Identical copies of all the records below are needed.

### DATA SHOWN
■ ■ ■
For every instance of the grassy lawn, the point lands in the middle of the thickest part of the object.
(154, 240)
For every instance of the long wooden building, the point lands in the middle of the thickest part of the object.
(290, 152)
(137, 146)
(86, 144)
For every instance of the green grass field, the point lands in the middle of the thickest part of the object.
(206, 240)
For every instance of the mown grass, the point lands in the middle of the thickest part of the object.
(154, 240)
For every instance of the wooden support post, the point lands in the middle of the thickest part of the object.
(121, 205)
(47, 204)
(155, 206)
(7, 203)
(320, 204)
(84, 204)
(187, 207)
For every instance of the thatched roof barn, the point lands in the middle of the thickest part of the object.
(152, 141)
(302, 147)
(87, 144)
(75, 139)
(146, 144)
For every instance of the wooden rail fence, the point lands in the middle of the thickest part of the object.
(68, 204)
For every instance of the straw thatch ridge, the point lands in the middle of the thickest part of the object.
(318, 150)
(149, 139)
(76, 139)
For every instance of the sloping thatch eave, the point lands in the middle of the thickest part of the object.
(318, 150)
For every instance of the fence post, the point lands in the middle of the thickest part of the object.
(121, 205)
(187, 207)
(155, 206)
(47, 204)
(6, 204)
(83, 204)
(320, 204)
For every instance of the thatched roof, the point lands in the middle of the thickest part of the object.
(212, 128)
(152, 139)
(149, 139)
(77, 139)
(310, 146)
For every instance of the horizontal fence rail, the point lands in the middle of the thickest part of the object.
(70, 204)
■ ■ ■
### OUTPUT OF THE EXERCISE
For every instance of the grassy lawn, the point lands in the middle of the thickest part of the object.
(154, 240)
For every instance of the long wooden building, the point lands in the middle of the thickest part of the object.
(290, 152)
(137, 146)
(86, 144)
For every instance of the green grass field, the point lands in the middle of the thickest part of the object.
(206, 240)
For every instance of the mown grass, the point lands in the middle of the thickest part of the object.
(154, 240)
For every instance of the wooden support post, the point lands in the middle of the thickest part of the object.
(121, 205)
(47, 204)
(155, 206)
(7, 203)
(320, 204)
(84, 204)
(187, 207)
For every instance of the thatched roof barn, the point lands in the middle of the thickest part of the object.
(152, 141)
(302, 147)
(87, 144)
(75, 139)
(146, 144)
For every instance of the wooden rail fence, the point lands in the middle of the thickest part of the object.
(68, 204)
For every instance of the straw thatch ridge, the point lands in the middle of the thickest part of the object.
(318, 150)
(149, 139)
(76, 139)
For every instance of the sloping thatch eave, the point lands in the middle of the thickest part of the object.
(318, 150)
For every instance of the fence post, the point lands in the middle of the thickest part of the object.
(121, 205)
(187, 207)
(155, 206)
(47, 204)
(6, 204)
(83, 204)
(320, 204)
For every instance of the thatched roof, the point lands in the middle of the thickest part of the object.
(212, 128)
(152, 139)
(149, 139)
(77, 139)
(310, 146)
For every instance of the horizontal fence rail, the point lands in the middle of the thickest part of the object.
(70, 204)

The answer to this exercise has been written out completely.